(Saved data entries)
=======

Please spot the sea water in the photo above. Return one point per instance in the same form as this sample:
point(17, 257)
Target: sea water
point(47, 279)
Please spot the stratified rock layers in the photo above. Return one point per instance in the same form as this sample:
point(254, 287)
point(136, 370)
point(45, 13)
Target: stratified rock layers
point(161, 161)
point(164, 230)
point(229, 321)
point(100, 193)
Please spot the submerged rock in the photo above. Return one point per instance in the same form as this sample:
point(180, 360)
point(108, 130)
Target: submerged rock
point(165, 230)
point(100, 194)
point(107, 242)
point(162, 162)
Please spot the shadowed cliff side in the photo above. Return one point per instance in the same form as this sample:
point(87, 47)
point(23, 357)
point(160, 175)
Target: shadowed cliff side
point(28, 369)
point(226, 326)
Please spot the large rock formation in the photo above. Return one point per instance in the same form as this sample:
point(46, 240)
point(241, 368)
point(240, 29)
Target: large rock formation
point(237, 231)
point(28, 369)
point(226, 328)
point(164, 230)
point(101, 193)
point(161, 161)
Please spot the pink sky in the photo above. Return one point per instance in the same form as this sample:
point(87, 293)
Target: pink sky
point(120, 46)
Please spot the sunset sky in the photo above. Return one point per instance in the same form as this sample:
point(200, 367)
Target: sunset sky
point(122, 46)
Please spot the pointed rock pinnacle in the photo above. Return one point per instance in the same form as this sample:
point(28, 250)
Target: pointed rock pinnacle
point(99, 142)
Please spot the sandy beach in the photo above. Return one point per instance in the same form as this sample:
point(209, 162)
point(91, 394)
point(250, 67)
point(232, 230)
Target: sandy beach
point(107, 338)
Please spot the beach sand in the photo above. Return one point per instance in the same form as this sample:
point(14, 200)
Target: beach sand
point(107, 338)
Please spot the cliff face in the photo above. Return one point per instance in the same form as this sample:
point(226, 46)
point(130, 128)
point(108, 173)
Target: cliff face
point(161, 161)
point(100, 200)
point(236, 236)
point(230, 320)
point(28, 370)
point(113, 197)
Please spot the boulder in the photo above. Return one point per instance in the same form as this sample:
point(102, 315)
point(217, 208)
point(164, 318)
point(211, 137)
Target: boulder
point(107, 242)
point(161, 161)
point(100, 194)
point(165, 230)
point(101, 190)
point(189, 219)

=======

▶ _What this task involves_
Every record should be repeated exactly; please leave none out.

▶ _Answer section_
Please spot the sea water in the photo above. Return one point per instance in the same form as this sample:
point(17, 257)
Target: sea water
point(47, 279)
Please spot the stratified rock layers in the photo above. Return one point per instance in the same form as this sample:
point(254, 287)
point(136, 370)
point(45, 13)
Target: stratified rock layers
point(161, 161)
point(164, 230)
point(229, 321)
point(100, 193)
Please spot the submerged rock in the photo above. Return one point per instance in the same form as this sample:
point(180, 360)
point(108, 130)
Target: submerged rock
point(165, 230)
point(100, 194)
point(107, 242)
point(162, 162)
Please spot the shadowed cliff side in the photo above. Return one point per instance in the same form as this sample:
point(87, 47)
point(23, 357)
point(160, 175)
Target: shadowed cliff side
point(28, 369)
point(226, 326)
Please spot the large rock formation in the photo above. Return one point per instance in the same form as this sample:
point(46, 240)
point(241, 368)
point(240, 29)
Target: large rock formation
point(237, 231)
point(28, 369)
point(226, 328)
point(164, 230)
point(101, 193)
point(161, 161)
Please spot the pink sky in the photo above. Return one point per instance in the same form as this sample:
point(87, 293)
Target: pink sky
point(120, 46)
Please spot the sunset sky in the photo above. Return one point per instance in the same form as this sample:
point(200, 367)
Target: sunset sky
point(122, 46)
Please spot the pointed rock pinnacle in the photo above. Return one point per instance in the same form as this sample:
point(28, 250)
Target: pointed rock pinnacle
point(99, 142)
Please spot the sandy beach in the photo above. Return one point per instance in the same form as this sample:
point(209, 162)
point(91, 394)
point(250, 67)
point(232, 230)
Target: sandy beach
point(107, 338)
Please spot the beach sand in the photo above. Return one point per instance in the same form as this sample:
point(14, 200)
Target: beach sand
point(107, 338)
Please spot the cliff face in the photo above. Return one point per instance in the same form as this sample:
point(226, 46)
point(130, 128)
point(108, 173)
Target: cliff face
point(161, 161)
point(100, 200)
point(236, 236)
point(230, 320)
point(28, 370)
point(113, 197)
Please spot the boulder in the photo above. Return one point per instance in the same form as this sample:
point(102, 315)
point(217, 208)
point(164, 318)
point(211, 137)
Target: boulder
point(107, 242)
point(161, 161)
point(100, 194)
point(165, 230)
point(101, 190)
point(189, 219)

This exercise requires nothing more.